Detalhes do problema –
No relato da treinadora de cães, transforme em uma lista curta o parágrafo que começa com "Se falava (e ainda se fala)", sem perder os fatos principais.

Confissões de uma treinadora de cães: Capítulo 03.

Minha carreira no trabalho com cães pode ser descrita em algumas fases. Mas hoje eu quero falar sobre a minha fase de início dos atendimentos presenciais, ou seja, quando eu comecei a pegar casos e atender os clientes em suas casas. Essa é a fase mais difícil e desafiadora para todos os profissionais.

É nessa etapa que você coloca à prova tudo que sabe e descobre tudo que ainda precisa aprender. Antes dessa fase eu tinha o meu espaço e trabalhava dentro dele com grupos de cães. O contexto dentro de um espaço com grupos de cães é muito mais previsível e, apesar dos desafios, tudo acontece dentro de uma dinâmica mais simples e com expectativas menores no sentido de modificação comportamental. 

Quando passamos a atender os clientes em suas casas, somos expostos à diferentes tipos de cenários e limitações que jamais vamos ver dentro de um espaço dedicado à cães, e é aqui que aprendemos o valor do trabalho individual com cada cão, e os reais problemas enfrentados pelas famílias.

Um dos primeiros casos que eu atendi foi de um casal que tinha uma Jack Russell jovem. Não era uma filhote mas deveria estar com menos de dois anos na época. Essa cachorra era muito agitada, puxava bastante na guia e os donos tinham dificuldade de gerenciar a rotina com ela com mais tranquilidade. Nessa época, eu usava apenas guias unificadas para treinar e trabalhava também com a alimentação dos cães nos treinos.

Eu lembro que quando cheguei lá a primeira coisa que a cliente me disse foi: “não ofereça nada de comer pra ela por conta dos problemas de alergia. Ela só come comida natural nos horários adequados.” 

Já de cara uma das alternativas que eu tinha para moldar alguns treinos com ela estava fora de questão. A rotina da família exigia que a cadela ficasse sozinha em casa por muitas horas e a possibilidade de horários para caminhadas eram bem limitados. Esse não foi um caso excepcional mas foi um caso que me fez repensar sobre muitos dos conceitos que eu tinha na época. 

Se falava (e ainda se fala) muito em “gastar energia” do cachorro pra deixar ele satisfeito e cansado, mas dentro da realidade dos cães de família isso é bem diferente. Nós como treinadores vivemos para isso. Nossa rotina gira em torno de cães e esquecemos que a vida de nossos clientes não é assim. Boa parte da famílias que tem cachorros vive uma vida que eu chamo de normal. Todos tem seu trabalho, suas atividades extracurriculares, seus momentos de diversão e lazer e seu tempo de descanso. O cachorro é apenas mais um elemento que precisa se encaixar nessa realidade.

Diferente de nós, para essas pessoas, todo o resto é prioridade, logo o tempo dedicado ao cachorro é muito menor. Isso não pode ser visto como um problema, já que o nosso papel como profissionais é mostrar ao cliente como encaixar o treinamento dentro da vida real que ele tem. Eu precisei ver muitos casos diferentes para entender que as soluções estavam nas pequenas coisas, nos pequenos detalhes de práticas que fariam a diferença na rotina com cada cão e sua família.

Entradas –
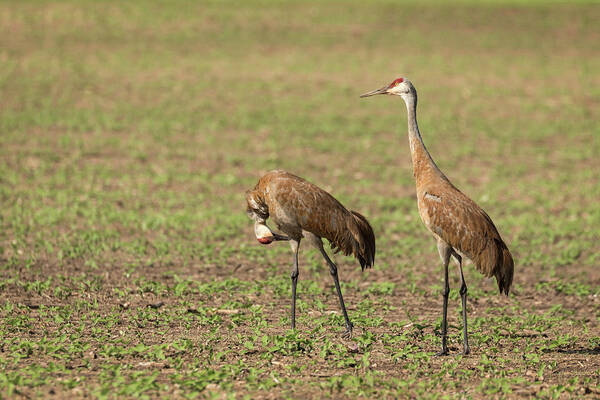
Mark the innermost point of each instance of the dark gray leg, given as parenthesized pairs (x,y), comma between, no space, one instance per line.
(445,252)
(463,297)
(333,272)
(295,246)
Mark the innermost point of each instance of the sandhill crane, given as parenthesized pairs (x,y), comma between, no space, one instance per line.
(461,227)
(303,210)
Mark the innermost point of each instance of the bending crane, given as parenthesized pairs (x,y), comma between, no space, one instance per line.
(461,227)
(303,210)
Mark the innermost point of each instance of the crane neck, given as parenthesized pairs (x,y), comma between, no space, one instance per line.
(421,159)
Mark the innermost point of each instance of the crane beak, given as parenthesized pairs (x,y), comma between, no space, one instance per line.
(277,236)
(270,239)
(383,90)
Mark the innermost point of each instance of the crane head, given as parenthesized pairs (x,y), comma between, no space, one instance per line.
(399,87)
(264,235)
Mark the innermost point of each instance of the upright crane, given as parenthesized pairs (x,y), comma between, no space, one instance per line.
(303,210)
(461,227)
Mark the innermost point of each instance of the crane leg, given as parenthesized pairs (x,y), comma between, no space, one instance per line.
(295,244)
(463,297)
(445,252)
(333,272)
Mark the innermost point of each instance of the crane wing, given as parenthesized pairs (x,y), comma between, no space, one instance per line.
(464,225)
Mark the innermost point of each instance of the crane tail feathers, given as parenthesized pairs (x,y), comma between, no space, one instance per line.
(363,243)
(504,270)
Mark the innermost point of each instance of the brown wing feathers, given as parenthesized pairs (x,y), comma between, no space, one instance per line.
(467,228)
(315,211)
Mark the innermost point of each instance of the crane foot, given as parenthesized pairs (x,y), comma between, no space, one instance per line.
(348,333)
(443,352)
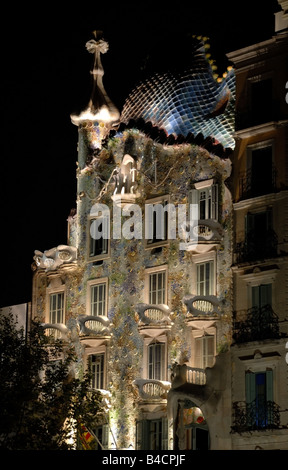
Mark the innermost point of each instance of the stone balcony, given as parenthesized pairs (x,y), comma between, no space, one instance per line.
(94,325)
(149,315)
(203,234)
(198,305)
(150,389)
(55,331)
(183,375)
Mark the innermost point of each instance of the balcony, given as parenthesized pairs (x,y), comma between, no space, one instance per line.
(152,389)
(183,375)
(55,331)
(257,248)
(148,314)
(255,416)
(198,305)
(94,325)
(254,185)
(255,324)
(202,235)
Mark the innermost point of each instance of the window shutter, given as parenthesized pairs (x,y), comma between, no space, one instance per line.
(164,443)
(105,436)
(198,353)
(208,351)
(193,197)
(265,295)
(250,387)
(269,385)
(214,211)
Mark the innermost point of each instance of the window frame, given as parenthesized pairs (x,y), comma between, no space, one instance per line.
(160,200)
(198,335)
(211,201)
(49,293)
(90,285)
(148,341)
(97,377)
(106,250)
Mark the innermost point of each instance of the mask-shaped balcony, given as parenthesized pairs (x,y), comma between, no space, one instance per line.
(185,375)
(149,315)
(55,331)
(94,326)
(198,305)
(150,389)
(202,236)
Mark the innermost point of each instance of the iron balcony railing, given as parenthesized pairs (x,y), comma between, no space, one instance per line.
(257,248)
(255,324)
(255,416)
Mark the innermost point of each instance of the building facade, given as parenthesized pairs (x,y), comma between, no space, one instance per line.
(160,303)
(259,182)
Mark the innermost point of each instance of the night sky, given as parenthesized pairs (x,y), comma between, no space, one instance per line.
(45,77)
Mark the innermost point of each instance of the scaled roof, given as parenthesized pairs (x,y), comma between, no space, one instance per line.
(192,102)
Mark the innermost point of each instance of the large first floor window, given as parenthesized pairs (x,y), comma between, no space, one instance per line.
(56,308)
(152,434)
(157,287)
(259,398)
(205,278)
(102,435)
(204,351)
(205,196)
(156,221)
(156,361)
(98,299)
(96,363)
(98,237)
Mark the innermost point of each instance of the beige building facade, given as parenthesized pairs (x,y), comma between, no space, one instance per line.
(180,316)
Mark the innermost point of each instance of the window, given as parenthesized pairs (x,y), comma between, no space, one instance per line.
(204,352)
(157,287)
(205,278)
(205,195)
(261,100)
(99,237)
(96,364)
(98,303)
(261,295)
(56,308)
(101,433)
(152,434)
(156,361)
(259,398)
(156,221)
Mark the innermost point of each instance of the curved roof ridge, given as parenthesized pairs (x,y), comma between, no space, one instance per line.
(191,101)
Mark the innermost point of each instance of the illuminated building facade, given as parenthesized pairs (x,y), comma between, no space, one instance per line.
(150,311)
(259,371)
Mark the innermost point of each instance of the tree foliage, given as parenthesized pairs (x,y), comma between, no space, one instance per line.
(41,400)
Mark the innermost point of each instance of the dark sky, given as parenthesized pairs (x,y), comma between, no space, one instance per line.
(45,78)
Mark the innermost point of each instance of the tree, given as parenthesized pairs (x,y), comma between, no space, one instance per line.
(41,400)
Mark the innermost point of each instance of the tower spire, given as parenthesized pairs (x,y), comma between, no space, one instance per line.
(100,108)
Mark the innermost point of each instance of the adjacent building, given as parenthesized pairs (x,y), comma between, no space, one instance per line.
(259,189)
(180,316)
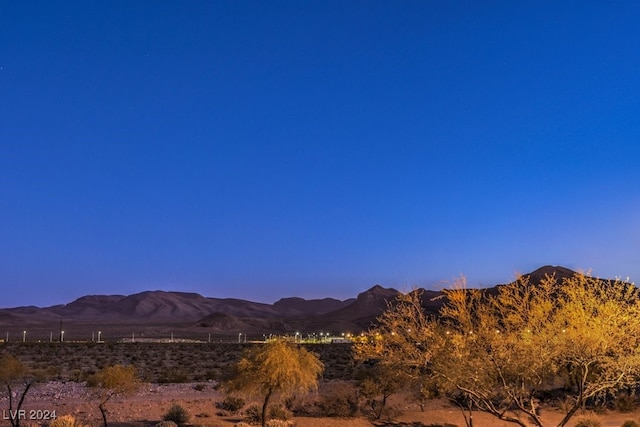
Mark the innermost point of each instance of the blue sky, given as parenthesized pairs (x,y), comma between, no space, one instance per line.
(266,149)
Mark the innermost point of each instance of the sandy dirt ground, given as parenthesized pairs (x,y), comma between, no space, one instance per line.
(148,405)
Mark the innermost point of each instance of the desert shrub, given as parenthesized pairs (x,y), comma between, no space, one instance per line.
(588,422)
(340,401)
(231,404)
(280,423)
(65,421)
(252,414)
(279,412)
(625,402)
(174,376)
(177,414)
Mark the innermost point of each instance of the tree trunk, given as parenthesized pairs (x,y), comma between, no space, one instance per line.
(103,411)
(264,407)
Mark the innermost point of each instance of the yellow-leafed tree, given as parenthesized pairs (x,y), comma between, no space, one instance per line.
(275,368)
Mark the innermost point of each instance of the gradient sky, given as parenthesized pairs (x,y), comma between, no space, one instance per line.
(267,149)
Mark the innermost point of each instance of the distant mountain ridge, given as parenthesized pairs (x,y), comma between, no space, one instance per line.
(196,313)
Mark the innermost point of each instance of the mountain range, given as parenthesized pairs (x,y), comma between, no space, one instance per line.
(193,314)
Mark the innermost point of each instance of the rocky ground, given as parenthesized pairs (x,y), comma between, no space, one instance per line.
(151,402)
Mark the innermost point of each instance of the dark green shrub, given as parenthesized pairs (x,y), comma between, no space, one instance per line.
(625,403)
(177,414)
(341,401)
(231,404)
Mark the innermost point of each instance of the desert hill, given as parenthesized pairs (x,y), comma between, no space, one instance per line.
(190,313)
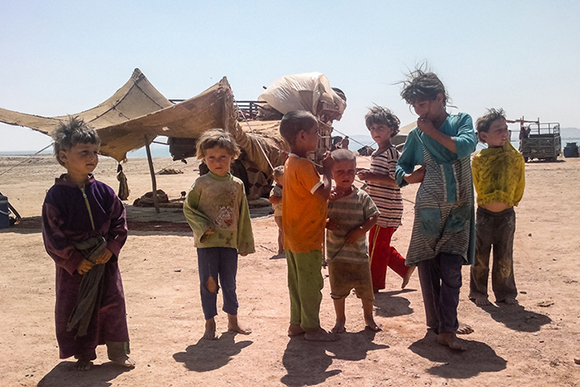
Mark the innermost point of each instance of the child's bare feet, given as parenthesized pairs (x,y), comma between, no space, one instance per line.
(320,335)
(234,326)
(372,325)
(464,330)
(407,277)
(450,339)
(83,365)
(510,301)
(209,333)
(339,327)
(127,362)
(481,301)
(295,330)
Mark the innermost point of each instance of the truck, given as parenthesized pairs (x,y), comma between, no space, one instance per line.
(541,141)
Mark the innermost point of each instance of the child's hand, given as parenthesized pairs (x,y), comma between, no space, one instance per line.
(332,224)
(104,258)
(327,163)
(364,174)
(85,266)
(354,235)
(425,125)
(335,195)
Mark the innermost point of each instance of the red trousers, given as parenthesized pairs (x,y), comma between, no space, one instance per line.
(382,254)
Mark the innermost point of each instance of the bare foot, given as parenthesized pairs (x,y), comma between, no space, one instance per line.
(295,330)
(464,330)
(209,333)
(407,277)
(481,301)
(320,335)
(372,325)
(127,362)
(450,339)
(510,301)
(339,327)
(83,365)
(234,326)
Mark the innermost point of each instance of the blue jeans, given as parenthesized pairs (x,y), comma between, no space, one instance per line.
(440,280)
(220,264)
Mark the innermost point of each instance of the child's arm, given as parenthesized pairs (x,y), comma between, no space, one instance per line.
(85,266)
(360,231)
(55,241)
(275,199)
(377,178)
(199,222)
(412,155)
(117,234)
(245,235)
(323,192)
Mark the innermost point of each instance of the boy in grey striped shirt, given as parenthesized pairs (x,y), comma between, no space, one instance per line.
(351,213)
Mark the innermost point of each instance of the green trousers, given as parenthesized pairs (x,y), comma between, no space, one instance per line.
(305,284)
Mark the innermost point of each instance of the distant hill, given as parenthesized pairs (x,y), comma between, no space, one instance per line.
(570,133)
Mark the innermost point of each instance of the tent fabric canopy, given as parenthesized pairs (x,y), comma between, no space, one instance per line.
(134,99)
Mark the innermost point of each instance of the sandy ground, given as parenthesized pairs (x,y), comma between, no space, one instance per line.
(534,343)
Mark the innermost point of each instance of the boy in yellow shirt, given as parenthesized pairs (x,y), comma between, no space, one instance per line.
(304,205)
(499,179)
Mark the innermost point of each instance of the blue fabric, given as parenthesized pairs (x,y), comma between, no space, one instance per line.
(460,127)
(219,263)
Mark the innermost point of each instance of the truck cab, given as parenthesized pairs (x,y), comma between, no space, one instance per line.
(542,141)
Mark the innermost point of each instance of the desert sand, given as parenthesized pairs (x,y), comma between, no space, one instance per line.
(535,343)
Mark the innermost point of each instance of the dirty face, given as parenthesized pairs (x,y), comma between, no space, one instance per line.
(218,160)
(430,109)
(381,133)
(498,134)
(80,159)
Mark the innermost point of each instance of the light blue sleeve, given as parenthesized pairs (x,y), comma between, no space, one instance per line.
(412,155)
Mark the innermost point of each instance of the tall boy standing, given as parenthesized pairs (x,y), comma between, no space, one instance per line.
(443,237)
(304,205)
(84,228)
(499,179)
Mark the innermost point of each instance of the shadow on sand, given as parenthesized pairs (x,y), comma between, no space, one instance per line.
(387,304)
(64,374)
(516,317)
(307,362)
(209,355)
(478,358)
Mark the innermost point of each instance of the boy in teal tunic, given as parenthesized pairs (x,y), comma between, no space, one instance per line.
(443,237)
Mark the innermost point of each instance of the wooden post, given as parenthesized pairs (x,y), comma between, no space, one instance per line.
(152,172)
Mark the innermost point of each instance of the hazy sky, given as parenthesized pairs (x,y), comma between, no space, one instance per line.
(60,57)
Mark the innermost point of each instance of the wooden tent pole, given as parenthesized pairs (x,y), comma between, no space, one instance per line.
(152,172)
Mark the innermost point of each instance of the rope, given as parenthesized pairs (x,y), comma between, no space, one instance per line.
(252,131)
(350,138)
(28,158)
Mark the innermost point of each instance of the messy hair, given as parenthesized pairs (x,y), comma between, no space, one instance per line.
(382,116)
(422,85)
(216,138)
(293,122)
(72,132)
(278,171)
(343,155)
(483,123)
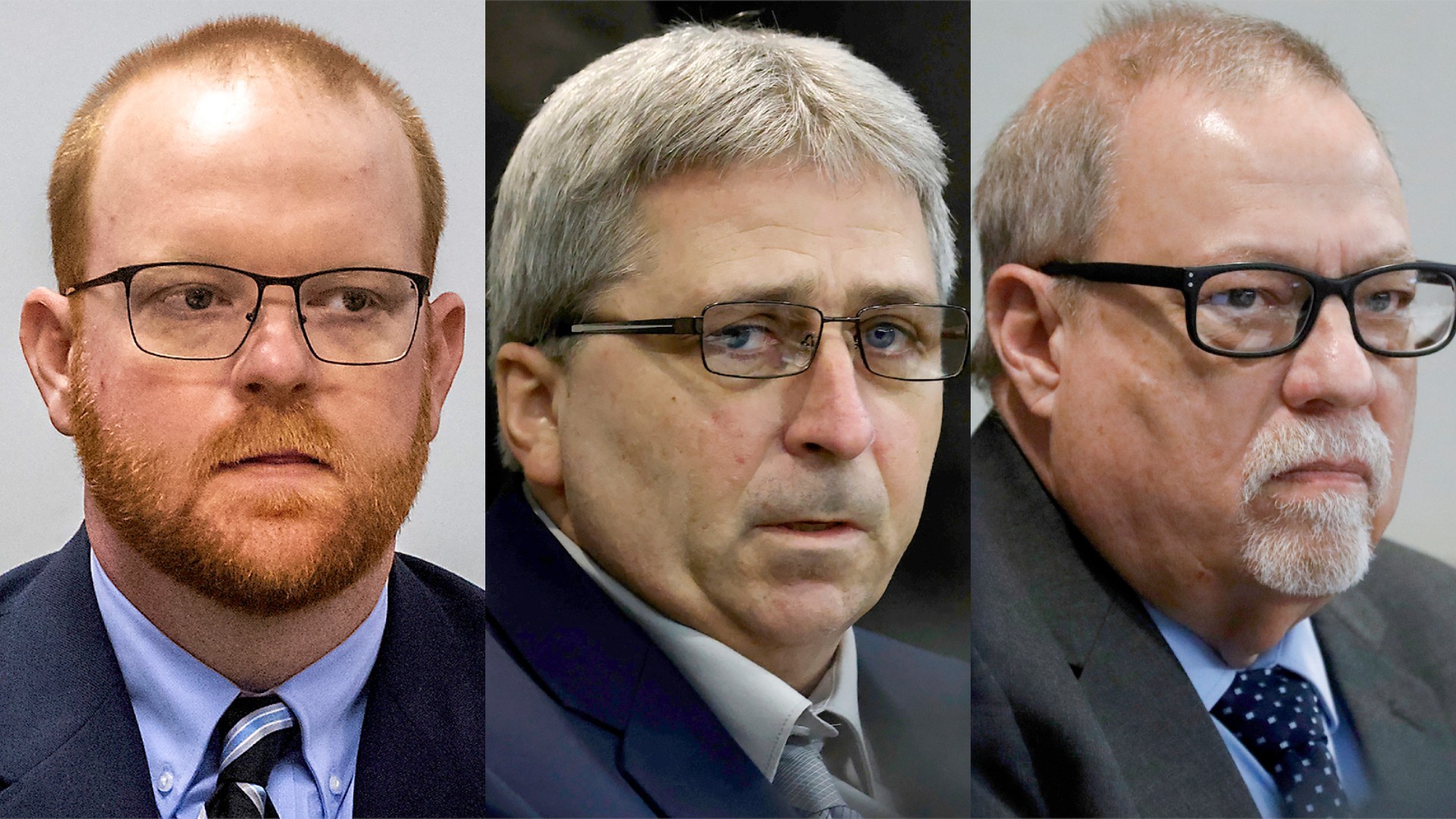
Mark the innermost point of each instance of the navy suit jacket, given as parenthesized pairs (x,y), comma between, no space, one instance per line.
(69,739)
(585,716)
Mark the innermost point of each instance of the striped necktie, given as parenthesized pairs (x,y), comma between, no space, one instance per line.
(805,783)
(259,730)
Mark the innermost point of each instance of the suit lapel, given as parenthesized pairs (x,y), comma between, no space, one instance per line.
(1168,751)
(71,736)
(601,664)
(1394,711)
(422,716)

Solução do problema –
- Fala-se muito em "gastar energia" do cachorro para deixá-lo satisfeito e cansado, mas na realidade dos cães de família isso é bem diferente.
- Os treinadores vivem para isso: a rotina deles gira em torno de cães, e eles esquecem que a vida dos clientes não é assim.
- A maioria das famílias com cachorro leva uma vida "normal", com trabalho, atividades extracurriculares, lazer e descanso.
- O cachorro é só mais um elemento que precisa se encaixar nessa realidade.